Instructions to follow
All lines from the one that mentions "Look at the image and identify where the garage door" through the last of the entries below must be copied exactly, with both ends kept.

*** Block opens ***

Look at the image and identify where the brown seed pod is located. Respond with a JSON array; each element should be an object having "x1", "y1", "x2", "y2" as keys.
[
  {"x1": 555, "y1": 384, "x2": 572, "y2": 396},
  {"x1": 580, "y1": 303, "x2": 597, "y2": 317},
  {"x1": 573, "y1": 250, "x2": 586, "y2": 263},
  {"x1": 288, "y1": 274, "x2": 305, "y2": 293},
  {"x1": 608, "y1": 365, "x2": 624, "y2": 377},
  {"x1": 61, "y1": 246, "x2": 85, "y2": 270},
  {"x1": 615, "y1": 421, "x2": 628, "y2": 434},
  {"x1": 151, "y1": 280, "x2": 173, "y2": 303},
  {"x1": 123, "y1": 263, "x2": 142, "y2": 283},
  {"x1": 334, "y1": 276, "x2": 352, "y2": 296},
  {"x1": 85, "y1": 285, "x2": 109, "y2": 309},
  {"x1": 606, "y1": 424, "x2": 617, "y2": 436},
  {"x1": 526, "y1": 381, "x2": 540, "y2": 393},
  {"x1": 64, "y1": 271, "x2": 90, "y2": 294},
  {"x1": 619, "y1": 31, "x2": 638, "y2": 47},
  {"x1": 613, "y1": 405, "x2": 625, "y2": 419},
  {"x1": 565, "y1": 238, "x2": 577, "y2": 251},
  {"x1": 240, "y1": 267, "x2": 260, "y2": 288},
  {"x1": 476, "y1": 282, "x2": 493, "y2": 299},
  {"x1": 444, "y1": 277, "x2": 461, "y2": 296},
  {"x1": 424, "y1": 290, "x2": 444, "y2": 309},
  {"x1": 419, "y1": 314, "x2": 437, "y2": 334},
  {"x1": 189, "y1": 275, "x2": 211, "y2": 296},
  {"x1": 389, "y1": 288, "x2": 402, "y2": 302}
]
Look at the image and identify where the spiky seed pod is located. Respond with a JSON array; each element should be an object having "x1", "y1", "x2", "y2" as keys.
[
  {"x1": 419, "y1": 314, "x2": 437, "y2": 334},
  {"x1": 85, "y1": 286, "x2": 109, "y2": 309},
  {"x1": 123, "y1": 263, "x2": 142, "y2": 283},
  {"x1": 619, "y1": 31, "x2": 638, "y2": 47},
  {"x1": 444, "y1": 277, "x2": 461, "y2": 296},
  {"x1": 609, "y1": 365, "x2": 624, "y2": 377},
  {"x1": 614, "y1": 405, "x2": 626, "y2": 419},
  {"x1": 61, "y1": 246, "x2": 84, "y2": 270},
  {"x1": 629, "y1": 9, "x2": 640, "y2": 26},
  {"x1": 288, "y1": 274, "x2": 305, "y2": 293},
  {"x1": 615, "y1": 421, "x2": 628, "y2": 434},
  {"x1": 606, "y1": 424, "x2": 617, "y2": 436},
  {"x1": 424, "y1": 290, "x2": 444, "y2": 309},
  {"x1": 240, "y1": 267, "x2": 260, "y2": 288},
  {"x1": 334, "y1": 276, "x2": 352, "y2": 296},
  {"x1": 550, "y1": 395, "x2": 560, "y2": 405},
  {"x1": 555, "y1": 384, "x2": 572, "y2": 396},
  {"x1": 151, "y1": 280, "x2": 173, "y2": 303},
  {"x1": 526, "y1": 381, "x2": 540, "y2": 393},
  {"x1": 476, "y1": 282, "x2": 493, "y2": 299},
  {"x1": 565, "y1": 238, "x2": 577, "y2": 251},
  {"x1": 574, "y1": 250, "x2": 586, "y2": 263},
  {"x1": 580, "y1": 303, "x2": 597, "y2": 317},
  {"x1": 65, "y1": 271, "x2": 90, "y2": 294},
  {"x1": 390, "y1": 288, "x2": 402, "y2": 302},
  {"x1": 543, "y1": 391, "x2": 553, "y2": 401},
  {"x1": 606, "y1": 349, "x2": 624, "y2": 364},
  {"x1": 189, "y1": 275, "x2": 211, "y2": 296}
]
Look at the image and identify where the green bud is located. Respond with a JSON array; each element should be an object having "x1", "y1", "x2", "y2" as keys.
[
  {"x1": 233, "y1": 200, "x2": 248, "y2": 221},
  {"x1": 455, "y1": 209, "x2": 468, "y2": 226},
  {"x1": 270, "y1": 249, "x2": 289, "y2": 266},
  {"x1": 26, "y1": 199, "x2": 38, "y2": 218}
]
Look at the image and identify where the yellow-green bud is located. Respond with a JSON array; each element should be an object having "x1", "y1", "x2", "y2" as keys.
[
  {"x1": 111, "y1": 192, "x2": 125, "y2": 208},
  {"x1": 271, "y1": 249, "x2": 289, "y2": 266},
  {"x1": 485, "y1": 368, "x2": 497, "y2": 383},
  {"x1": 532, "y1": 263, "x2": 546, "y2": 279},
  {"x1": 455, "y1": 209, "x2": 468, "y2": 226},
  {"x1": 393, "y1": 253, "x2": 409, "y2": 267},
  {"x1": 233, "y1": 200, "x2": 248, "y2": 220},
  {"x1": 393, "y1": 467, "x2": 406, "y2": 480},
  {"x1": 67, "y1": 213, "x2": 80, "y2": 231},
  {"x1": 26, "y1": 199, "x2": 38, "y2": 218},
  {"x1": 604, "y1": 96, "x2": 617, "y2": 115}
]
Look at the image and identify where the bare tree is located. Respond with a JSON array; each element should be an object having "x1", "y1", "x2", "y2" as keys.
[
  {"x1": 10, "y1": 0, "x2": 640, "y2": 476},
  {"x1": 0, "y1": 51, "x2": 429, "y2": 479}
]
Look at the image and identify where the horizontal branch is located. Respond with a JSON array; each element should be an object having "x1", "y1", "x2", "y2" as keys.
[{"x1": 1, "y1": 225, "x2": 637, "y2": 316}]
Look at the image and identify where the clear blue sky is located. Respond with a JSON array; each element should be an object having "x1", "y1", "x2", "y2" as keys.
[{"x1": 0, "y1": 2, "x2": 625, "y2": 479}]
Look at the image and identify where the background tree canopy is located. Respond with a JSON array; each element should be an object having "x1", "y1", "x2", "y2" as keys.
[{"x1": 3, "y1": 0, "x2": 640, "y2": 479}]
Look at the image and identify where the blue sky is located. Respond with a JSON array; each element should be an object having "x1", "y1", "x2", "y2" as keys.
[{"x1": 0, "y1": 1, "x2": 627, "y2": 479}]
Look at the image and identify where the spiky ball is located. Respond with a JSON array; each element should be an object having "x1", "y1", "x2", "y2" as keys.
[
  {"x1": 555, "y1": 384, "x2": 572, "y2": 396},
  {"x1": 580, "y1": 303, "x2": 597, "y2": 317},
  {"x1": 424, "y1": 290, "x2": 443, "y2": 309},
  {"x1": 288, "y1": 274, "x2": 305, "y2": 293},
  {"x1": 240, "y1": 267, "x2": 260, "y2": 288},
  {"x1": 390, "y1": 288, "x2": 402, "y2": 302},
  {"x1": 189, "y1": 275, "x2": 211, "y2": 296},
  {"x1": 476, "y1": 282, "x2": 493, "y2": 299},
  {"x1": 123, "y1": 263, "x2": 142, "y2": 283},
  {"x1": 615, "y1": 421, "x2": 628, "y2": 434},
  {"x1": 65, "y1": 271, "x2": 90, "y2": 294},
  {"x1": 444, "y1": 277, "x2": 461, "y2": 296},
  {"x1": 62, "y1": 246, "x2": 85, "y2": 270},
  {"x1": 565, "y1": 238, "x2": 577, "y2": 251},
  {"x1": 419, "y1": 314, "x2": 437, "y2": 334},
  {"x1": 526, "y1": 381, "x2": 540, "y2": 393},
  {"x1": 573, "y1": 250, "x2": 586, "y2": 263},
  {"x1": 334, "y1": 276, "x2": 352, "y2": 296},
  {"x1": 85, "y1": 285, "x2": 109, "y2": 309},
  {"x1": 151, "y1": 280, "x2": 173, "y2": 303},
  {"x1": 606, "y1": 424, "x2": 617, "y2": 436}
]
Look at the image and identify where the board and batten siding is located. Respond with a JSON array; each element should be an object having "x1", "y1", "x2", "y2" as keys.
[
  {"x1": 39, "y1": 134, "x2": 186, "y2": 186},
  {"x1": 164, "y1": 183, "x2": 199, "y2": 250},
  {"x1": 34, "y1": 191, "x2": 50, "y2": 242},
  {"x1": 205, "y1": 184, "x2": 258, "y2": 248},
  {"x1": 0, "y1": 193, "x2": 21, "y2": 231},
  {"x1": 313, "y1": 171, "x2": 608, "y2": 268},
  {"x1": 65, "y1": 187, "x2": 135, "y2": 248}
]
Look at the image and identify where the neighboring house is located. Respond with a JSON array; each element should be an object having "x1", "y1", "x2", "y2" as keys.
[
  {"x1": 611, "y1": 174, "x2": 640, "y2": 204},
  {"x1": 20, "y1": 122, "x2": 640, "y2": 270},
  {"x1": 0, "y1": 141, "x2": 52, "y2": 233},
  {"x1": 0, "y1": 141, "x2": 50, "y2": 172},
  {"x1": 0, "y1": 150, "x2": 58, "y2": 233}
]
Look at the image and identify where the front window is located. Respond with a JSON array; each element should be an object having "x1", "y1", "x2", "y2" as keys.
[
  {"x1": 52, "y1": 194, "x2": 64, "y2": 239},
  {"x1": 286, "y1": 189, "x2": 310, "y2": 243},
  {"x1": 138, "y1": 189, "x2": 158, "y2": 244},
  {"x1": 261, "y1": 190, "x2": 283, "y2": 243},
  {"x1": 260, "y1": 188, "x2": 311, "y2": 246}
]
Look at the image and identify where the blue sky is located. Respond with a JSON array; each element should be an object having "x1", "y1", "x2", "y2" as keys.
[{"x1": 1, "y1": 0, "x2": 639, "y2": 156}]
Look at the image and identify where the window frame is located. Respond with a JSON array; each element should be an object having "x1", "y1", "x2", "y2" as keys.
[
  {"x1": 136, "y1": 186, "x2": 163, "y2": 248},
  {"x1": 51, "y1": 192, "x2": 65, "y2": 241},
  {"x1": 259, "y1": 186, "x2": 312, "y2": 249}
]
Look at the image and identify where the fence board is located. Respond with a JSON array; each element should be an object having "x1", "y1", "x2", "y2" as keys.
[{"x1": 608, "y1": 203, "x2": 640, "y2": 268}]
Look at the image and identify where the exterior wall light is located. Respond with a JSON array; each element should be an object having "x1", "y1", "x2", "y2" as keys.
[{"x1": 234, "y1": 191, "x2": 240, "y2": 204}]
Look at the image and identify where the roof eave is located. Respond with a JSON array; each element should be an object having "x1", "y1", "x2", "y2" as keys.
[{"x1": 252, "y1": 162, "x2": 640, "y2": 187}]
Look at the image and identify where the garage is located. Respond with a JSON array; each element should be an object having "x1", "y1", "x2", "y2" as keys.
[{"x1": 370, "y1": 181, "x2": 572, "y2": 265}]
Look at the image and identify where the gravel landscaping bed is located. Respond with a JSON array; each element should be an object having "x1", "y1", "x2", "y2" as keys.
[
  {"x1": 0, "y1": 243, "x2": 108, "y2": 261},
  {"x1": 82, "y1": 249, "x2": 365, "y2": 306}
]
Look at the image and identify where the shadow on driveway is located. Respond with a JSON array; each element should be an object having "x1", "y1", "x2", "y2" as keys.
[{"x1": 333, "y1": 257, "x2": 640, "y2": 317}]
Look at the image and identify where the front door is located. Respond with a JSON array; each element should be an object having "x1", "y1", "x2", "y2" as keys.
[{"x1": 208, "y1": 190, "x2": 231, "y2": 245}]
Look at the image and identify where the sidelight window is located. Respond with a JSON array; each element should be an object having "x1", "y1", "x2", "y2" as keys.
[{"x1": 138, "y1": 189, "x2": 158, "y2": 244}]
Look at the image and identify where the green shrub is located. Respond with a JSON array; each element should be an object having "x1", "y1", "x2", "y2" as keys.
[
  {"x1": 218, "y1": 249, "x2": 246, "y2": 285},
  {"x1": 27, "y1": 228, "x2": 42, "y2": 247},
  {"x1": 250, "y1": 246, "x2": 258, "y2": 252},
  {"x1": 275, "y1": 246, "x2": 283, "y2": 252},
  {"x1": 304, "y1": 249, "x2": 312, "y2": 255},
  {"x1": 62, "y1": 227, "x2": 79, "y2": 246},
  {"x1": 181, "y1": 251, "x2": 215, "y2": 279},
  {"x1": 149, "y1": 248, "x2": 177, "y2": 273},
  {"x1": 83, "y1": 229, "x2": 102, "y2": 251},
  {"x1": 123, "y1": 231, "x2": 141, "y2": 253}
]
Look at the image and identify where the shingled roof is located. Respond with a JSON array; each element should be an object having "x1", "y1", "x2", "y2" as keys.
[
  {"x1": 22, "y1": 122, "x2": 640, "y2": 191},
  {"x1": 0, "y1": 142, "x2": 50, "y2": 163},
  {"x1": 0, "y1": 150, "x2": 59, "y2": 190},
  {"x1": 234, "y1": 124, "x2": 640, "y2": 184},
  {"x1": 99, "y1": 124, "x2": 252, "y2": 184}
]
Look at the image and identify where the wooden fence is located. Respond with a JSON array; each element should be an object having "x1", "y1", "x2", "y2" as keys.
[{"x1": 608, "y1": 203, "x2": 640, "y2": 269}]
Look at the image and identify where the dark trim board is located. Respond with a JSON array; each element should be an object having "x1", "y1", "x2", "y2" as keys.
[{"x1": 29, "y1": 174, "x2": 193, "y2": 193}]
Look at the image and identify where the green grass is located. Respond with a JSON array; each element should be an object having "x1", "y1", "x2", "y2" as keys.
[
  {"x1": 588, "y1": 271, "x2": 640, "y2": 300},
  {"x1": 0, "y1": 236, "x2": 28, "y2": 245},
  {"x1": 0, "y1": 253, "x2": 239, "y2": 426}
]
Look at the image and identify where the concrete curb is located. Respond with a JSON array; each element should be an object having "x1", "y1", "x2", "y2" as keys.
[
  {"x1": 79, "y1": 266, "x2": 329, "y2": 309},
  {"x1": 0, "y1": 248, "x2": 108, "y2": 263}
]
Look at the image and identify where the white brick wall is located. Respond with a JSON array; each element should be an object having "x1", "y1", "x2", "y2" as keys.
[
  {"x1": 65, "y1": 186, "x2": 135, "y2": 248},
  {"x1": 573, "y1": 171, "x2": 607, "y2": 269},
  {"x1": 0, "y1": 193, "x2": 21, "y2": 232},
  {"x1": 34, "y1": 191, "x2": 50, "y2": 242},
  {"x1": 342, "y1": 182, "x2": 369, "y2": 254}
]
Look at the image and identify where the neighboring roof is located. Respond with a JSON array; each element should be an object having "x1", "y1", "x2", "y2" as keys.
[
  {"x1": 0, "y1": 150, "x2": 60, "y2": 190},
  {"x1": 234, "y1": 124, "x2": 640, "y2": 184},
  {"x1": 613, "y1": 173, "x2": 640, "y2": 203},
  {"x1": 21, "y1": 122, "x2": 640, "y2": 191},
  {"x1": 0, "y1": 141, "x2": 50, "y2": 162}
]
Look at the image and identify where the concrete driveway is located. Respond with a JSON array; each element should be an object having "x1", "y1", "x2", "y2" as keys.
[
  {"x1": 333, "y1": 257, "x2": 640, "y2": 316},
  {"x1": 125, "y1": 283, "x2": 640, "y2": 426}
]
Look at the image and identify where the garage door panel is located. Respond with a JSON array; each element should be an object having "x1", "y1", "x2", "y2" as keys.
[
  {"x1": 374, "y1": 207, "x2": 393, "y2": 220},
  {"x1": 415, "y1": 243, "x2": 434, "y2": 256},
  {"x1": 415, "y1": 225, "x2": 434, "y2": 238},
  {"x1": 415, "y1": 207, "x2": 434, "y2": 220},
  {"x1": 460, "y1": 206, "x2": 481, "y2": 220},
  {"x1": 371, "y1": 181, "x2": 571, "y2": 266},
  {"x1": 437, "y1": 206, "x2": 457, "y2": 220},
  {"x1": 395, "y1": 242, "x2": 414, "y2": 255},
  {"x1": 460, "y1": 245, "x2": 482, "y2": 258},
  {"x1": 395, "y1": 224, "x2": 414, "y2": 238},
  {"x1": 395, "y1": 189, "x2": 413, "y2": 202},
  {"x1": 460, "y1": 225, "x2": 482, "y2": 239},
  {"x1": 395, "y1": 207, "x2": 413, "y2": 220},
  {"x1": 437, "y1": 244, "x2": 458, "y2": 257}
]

*** Block closes ***

Exercise output
Look at the image and identify where the garage door panel is located. Respond with a JSON array; each element should be an object having "x1", "y1", "x2", "y2" as keys.
[
  {"x1": 374, "y1": 207, "x2": 393, "y2": 220},
  {"x1": 415, "y1": 243, "x2": 434, "y2": 256},
  {"x1": 415, "y1": 225, "x2": 434, "y2": 238},
  {"x1": 415, "y1": 207, "x2": 434, "y2": 220},
  {"x1": 460, "y1": 206, "x2": 481, "y2": 220},
  {"x1": 371, "y1": 181, "x2": 571, "y2": 266},
  {"x1": 437, "y1": 206, "x2": 457, "y2": 220},
  {"x1": 395, "y1": 242, "x2": 414, "y2": 255},
  {"x1": 460, "y1": 245, "x2": 482, "y2": 258},
  {"x1": 395, "y1": 224, "x2": 414, "y2": 238},
  {"x1": 395, "y1": 189, "x2": 413, "y2": 202},
  {"x1": 460, "y1": 225, "x2": 482, "y2": 239},
  {"x1": 395, "y1": 207, "x2": 413, "y2": 220},
  {"x1": 437, "y1": 244, "x2": 458, "y2": 257}
]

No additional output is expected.